• [Material provided]
- - -

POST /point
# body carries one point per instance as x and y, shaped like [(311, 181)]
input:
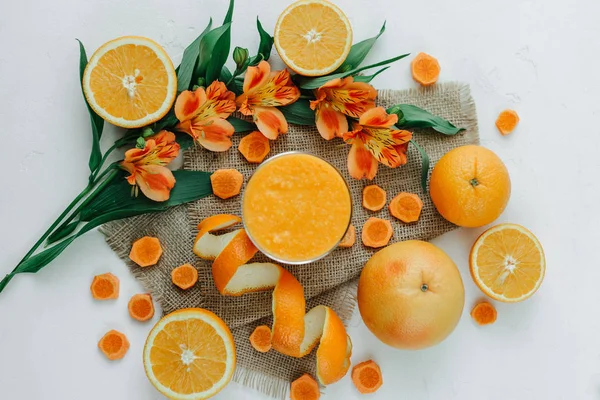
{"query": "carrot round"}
[(105, 287), (146, 251), (406, 207), (114, 345), (425, 69), (260, 339), (377, 232), (484, 313), (254, 147), (305, 388), (184, 276), (226, 183), (141, 307), (374, 198), (349, 238), (507, 121), (366, 376)]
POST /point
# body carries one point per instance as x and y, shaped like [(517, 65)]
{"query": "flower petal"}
[(361, 162), (256, 76), (189, 104), (215, 135), (270, 121), (330, 123), (155, 181), (378, 117)]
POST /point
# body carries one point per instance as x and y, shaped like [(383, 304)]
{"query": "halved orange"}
[(190, 355), (130, 82), (313, 37), (507, 263)]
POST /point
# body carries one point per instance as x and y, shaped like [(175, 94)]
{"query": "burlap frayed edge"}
[(467, 103), (278, 388)]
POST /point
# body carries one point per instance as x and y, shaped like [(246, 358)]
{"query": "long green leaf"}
[(314, 83), (189, 61), (410, 116), (299, 113), (241, 125), (95, 120), (62, 232), (264, 47), (358, 52), (368, 78), (189, 186), (424, 165)]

- - -

• [The task]
Render each line of the items above as a Markdown table with the columns Row and Line, numbering the rows and skipping blank lines. Omit the picture from the table.

• [Answer to this exercise]
| Row | Line |
|---|---|
| 1 | POST /point |
| 2 | # body carries one point per instance as x and y, shaped like [(311, 181)] |
| 3 | input: |
| 4 | {"query": "carrot round"} |
| 5 | [(105, 287), (146, 251), (406, 207), (114, 345), (425, 69), (260, 339), (377, 232), (484, 313), (254, 147), (305, 388), (184, 276), (226, 183), (141, 307), (374, 198), (349, 238), (507, 121), (366, 376)] |
| 6 | POST /point |
| 7 | # body carries one point per instance as x and y, shaped like [(517, 65)] |
| 8 | {"query": "flower petal"} |
| 9 | [(361, 162), (256, 76), (189, 104), (215, 135), (270, 121), (330, 123), (155, 181), (378, 117)] |
| 10 | POST /point |
| 11 | # body carries one point per instance as x and y, shaped like [(383, 304)] |
| 12 | {"query": "halved orange"} |
| 13 | [(190, 355), (130, 82), (313, 37), (507, 263)] |
| 14 | POST /point |
| 15 | # body carries one point per instance as x and y, shaped like [(175, 94)] |
| 16 | {"query": "burlap frayed edge"} |
| 17 | [(467, 103), (278, 388)] |
| 18 | POST /point |
| 19 | # body carries one point per instance as x and y, shaped like [(246, 358)] |
| 20 | {"query": "long green leaf"} |
| 21 | [(314, 83), (189, 61), (410, 116), (299, 113), (241, 125), (95, 120), (62, 232), (264, 47), (358, 52), (368, 78), (189, 186), (424, 165)] |